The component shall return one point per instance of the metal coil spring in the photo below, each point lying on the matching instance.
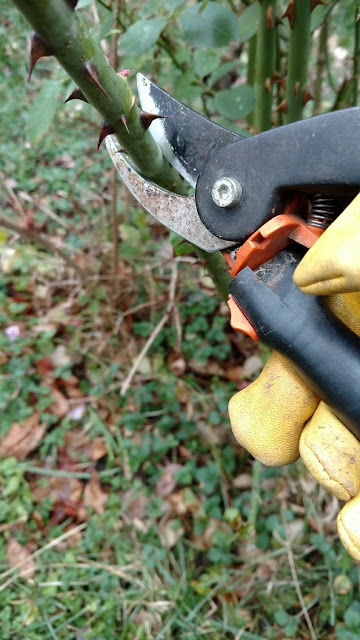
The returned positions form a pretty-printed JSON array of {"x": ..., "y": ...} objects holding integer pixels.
[{"x": 324, "y": 211}]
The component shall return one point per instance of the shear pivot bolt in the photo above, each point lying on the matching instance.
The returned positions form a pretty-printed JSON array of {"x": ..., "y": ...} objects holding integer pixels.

Instruction: Please pull out every line of the listing above and reproduce it word for word, leaving out the pictures.

Response for this exercise:
The component shall return one point per instance of the metal coil spring in the photo below, each point lying on the matching instance.
The returned positions form a pretty-printed JSON array of {"x": ..., "y": ...} objects holding integer pixels.
[{"x": 324, "y": 211}]
The component shall return one point per instance of the shear pivot bolt in the photo above, each point lying on the matching instance.
The returned positions form a pretty-printed JSON array of {"x": ..., "y": ...} objects holding integer pixels.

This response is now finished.